▸ **TEXTE FOURNI**:
□ □ □

Si vous répondez immédiatement C, l’artiste s’en saisit et l’affaire est dans le sac : « Parfait, vous avez donc librement choisi cet objet. » Sinon, si vous choisissez A (ou B), le magicien poursuit : « Très bien, vous avez donc choisi de mettre de côté l’objet A (ou B). » Il prend alors l’objet B (ou A) dans une main, et C dans l’autre, et vous pose une seconde question : « Parmi les deux objets qui restent, lequel choisissez-vous ? » Si vous répondez C, il répondra « Vous choisissez donc de me faire garder celui-ci », et c’est gagné, tandis que si vous optez pour B (ou A), il conclura : « Vous choisissez donc de rejeter celui-là. » Bref, quels que soient vos choix, vous aboutirez à une situation dans laquelle le magicien finit avec le seul objet C en main.

En lisant cette description, vous avez forcément saisi l’astuce : à chaque étape, votre choix est libre, sauf que vous ne savez pas vraiment ce que vous choisissez, c’est-à-dire que vous ne savez jamais à quoi servira votre réponse. On parle de « choix équivoque » : le magicien ne donne aucune visibilité au spectateur sur ce qu’il fera de ses choix. Cette technique lui permet ainsi de réaliser un « forçage », c’est-à-dire de contraindre l’issue d’un processus de décision tout en laissant croire qu’il était entièrement libre.
Et c’est exactement la même chose lorsque l’on va voter : on glisse un nom dans une urne (ou un bulletin avec une liste de noms), mais au fond, pour quoi faire ? On ne connaît pas suffisamment les détails des problèmes que nos dirigeants politiques auront à régler. On est loin d’en saisir tous les tenants et aboutissants. Et les plus grosses crises qu’ils auront à gérer n’ont peut-être même pas encore éclaté ! Seront-ils à la hauteur face à l’éclatement d’une bulle financière, la répétition d’actes terroristes ou bien la survenue d’une pandémie ? Lorsqu’on sait enfin pour quoi on a voté, il est trop tard pour revenir sur son choix…
Car c’est le moment où le dirigeant politique conclut le tour de magie amorcé lors des dernières élections, que l’on avait déjà oublié ! On se souvient vaguement avoir sorti une carte (d’électeur), apposé notre signature dans un coin, glissé un papier dans une enveloppe… Et c’est là que le politicien nous remet l’évidence sous le nez, en nous rappelant le mandat qu’on lui a confié : « Voici la carte blanche que vous m’avez signée ! »
Le politicien prend son élection pour un blanc-seing. Le temps de sa mandature, c’est chat perché : son immunité le protège, il fait ce qu’il veut, on ne peut rien y changer. « Vous avez signé pour ça, donc si vous êtes pas contents, vous attendez encore cinq ans, et vous voterez mieux la prochaine fois, na ! »

Mais ça ne passe pas auprès de tout le monde ; certains opposants sont particulièrement remontés, des alliés plus ou moins proches émettent des doutes, et même des juges ou des journalistes curieux lancent des investigations de mauvais augure. Il faut agir.

□ □ □

▸ **DONNÉES FOURNIES**:

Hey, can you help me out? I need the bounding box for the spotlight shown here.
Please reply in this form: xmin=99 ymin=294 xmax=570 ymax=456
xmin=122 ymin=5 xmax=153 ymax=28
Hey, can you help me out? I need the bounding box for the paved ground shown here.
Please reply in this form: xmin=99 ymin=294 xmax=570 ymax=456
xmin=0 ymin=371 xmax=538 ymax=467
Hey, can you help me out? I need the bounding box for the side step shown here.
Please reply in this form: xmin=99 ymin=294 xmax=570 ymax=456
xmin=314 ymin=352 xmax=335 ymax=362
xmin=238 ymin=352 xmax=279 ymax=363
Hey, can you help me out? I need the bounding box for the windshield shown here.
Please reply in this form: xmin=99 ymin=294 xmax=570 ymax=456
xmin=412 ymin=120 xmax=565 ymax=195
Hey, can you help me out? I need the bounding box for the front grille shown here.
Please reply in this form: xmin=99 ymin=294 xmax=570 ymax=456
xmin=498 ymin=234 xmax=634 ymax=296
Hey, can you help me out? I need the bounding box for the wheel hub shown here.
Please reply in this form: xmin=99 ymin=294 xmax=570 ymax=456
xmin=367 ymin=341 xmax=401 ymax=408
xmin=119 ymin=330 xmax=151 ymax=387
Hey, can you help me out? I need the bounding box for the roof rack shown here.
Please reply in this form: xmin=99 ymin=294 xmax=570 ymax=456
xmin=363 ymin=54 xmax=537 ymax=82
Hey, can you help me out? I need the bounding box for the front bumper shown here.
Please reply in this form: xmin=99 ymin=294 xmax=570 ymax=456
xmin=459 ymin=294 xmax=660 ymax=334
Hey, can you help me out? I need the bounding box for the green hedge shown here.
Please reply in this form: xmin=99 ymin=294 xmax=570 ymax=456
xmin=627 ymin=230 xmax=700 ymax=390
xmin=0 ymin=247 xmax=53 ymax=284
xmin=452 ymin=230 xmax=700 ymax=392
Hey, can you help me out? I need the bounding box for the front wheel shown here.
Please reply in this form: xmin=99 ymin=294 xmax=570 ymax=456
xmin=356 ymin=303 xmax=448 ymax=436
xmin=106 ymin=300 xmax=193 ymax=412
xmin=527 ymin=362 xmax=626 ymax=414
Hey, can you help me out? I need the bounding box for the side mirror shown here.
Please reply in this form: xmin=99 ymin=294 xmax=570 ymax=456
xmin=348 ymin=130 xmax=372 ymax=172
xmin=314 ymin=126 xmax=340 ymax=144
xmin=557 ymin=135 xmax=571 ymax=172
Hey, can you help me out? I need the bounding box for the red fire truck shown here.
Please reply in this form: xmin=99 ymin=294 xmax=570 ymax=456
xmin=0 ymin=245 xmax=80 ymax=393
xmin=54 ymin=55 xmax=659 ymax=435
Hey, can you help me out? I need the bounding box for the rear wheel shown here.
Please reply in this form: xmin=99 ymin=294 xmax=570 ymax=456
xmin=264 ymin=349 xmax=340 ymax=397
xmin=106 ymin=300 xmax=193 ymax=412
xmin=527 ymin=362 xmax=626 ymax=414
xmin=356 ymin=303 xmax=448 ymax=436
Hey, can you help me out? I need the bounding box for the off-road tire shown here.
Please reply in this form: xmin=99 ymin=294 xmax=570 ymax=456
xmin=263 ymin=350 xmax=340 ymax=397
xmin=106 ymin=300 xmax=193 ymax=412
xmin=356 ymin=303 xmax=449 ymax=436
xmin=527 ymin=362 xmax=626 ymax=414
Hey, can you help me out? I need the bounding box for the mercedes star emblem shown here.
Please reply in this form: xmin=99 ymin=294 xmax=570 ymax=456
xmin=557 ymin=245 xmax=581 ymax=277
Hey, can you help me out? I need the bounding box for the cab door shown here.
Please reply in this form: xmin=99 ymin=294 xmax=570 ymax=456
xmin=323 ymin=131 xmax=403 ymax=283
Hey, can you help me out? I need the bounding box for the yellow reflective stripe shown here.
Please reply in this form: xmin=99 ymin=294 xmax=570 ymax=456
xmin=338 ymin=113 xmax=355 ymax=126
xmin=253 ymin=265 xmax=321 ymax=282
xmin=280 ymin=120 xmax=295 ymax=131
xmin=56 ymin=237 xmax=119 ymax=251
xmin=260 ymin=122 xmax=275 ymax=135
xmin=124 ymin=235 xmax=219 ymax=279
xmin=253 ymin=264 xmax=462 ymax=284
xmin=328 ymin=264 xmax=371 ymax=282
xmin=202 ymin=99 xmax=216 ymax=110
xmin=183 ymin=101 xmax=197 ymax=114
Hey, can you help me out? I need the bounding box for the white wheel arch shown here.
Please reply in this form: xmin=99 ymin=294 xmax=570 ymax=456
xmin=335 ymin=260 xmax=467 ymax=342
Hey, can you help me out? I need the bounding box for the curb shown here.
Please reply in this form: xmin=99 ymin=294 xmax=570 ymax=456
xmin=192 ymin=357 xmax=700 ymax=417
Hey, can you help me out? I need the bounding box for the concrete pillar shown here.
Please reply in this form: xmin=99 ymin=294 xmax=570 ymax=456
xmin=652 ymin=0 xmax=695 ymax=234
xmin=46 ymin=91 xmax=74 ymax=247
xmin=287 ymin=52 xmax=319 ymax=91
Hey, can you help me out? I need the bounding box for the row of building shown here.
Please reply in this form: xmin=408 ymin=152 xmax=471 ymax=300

□ □ □

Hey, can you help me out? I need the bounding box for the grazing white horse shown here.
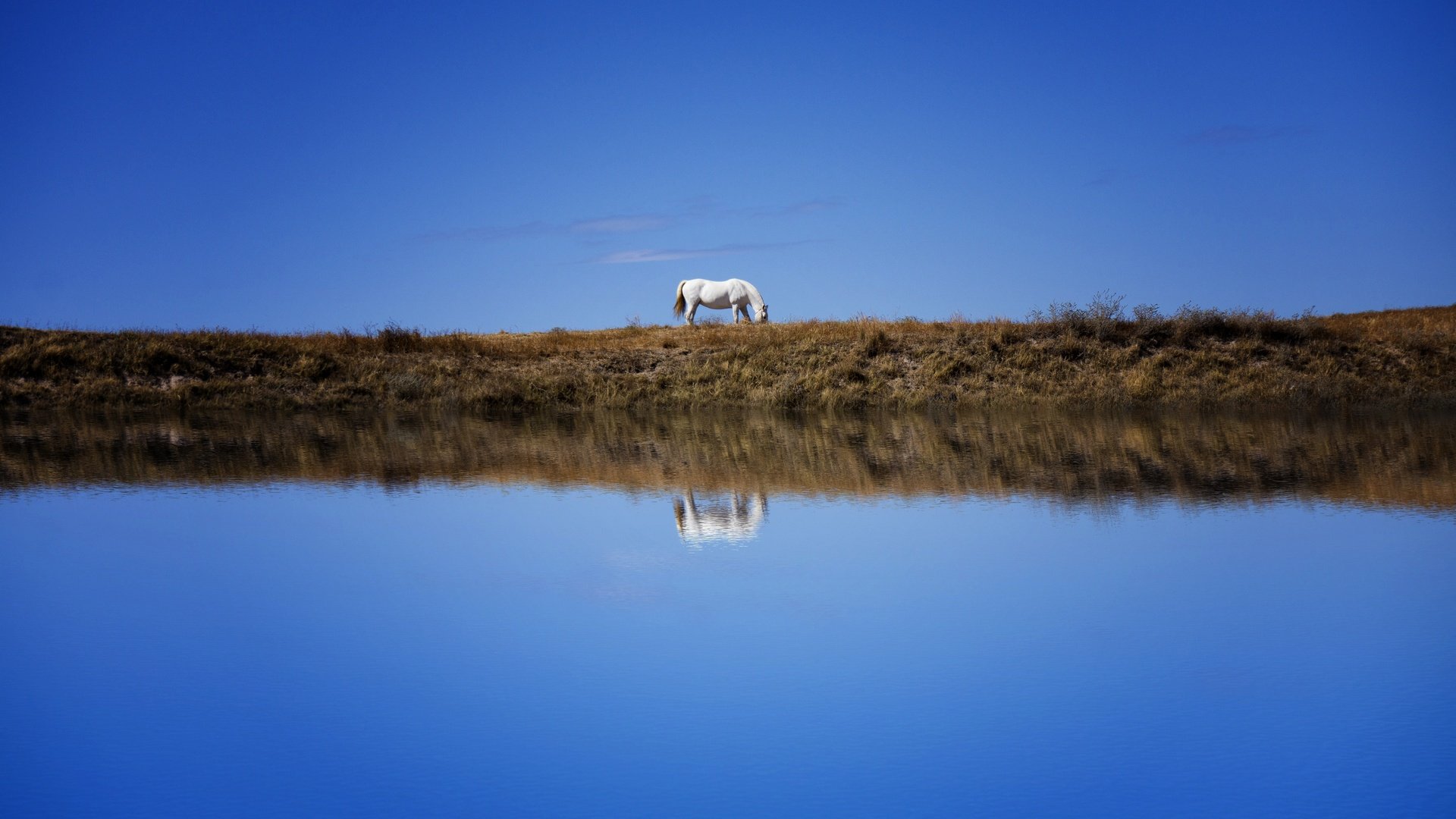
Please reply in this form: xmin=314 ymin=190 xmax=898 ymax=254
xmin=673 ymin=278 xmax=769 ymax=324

□ □ □

▸ **TRAVAIL DEMANDÉ**:
• a. Reproduisez à l'identique les lignes de données situées entre celle qui contient « spotlight shown here. » et celle qui contient « xmin=119 ymin=330 xmax=151 ymax=387 », ces deux lignes comprises.
• b. Poursuivez le texte sur le choix équivoque du magicien et le vote à partir de l'endroit où il s'arrête.
Le texte et les lignes de données forment deux documents indépendants l'un de l'autre.

▸ **RÉPONSES PAR TÂCHE**:
• a.
Hey, can you help me out? I need the bounding box for the spotlight shown here.
Please reply in this form: xmin=99 ymin=294 xmax=570 ymax=456
xmin=122 ymin=5 xmax=153 ymax=28
Hey, can you help me out? I need the bounding box for the paved ground shown here.
Please reply in this form: xmin=99 ymin=294 xmax=570 ymax=456
xmin=0 ymin=371 xmax=538 ymax=467
Hey, can you help me out? I need the bounding box for the side step shown here.
Please reply in this form: xmin=99 ymin=294 xmax=570 ymax=456
xmin=314 ymin=352 xmax=335 ymax=362
xmin=238 ymin=352 xmax=279 ymax=363
Hey, can you help me out? I need the bounding box for the windshield shown here.
Please reply in this form: xmin=99 ymin=294 xmax=570 ymax=456
xmin=412 ymin=120 xmax=565 ymax=195
Hey, can you help me out? I need the bounding box for the front grille shown here.
Please reply in this form: xmin=99 ymin=294 xmax=570 ymax=456
xmin=498 ymin=234 xmax=634 ymax=296
Hey, can you help me out? I need the bounding box for the wheel hub shown here.
Please reply in this form: xmin=99 ymin=294 xmax=570 ymax=456
xmin=367 ymin=341 xmax=401 ymax=408
xmin=119 ymin=330 xmax=151 ymax=387

• b.
Heureusement, l’illusionniste a plus d’un tour dans son sac.
Peut-être avez-vous déjà vu l’une de ces démonstrations de mentalisme dans lesquelles trois ou quatre spectateurs ont le choix de s’asseoir librement sur des chaises. Après un enchaînement de hasards « fortuits », on découvre que celui des spectateurs que la routine a désigné, si possible le plus sceptique ou le plus récalcitrant, est justement celui qui s’est assis sur la « bonne » chaise, celle sous laquelle se trouve une enveloppe avec la révélation ultime. Ce genre de tour, qu’on appelle un « chair test » dans le métier, repose également sur une forme de choix équivoque.
Le politicien retors en maîtrise une variante : il fait asseoir à une table tous ceux qui lui cherchent des noises, claque des doigts, demande à chacun de regarder sous sa chaise, et tous ceux qui y trouvent une belle enveloppe repartiront le bec cloué !

En parlant d’enveloppe, une autre affaire nous revient en mémoire. Début 2021, les députés découvraient que leur « dotation matérielle », une enveloppe budgétaire allouée aux frais de téléphonie, de taxis/VTC et d’affranchissement du courrier, avait augmenté de 15%, pour atteindre près de 22 000 € par an ! La décision était d’autant plus étonnante que rares sont les députés qui utilisent plus de la moitié de cette somme – dont il faut bien comprendre qu’elle n’est pas directement versée sur leur compte, mais représente un plafond de dépenses autorisé.
Contrairement à ce que les mauvaises langues pourraient insinuer, tous les élus ne se sont pas réjouis de la nouvelle, conscients du signal envoyé au contribuable en période de crise. Qui avait osé prendre cette décision ? Les questeurs de l’Assemblée, à deux contre un. Parmi les deux questeurs favorables au changement, l’un était de gauche, et l’autre de droite, député du parti Les Républicains. Un certain… Éric Ciotti !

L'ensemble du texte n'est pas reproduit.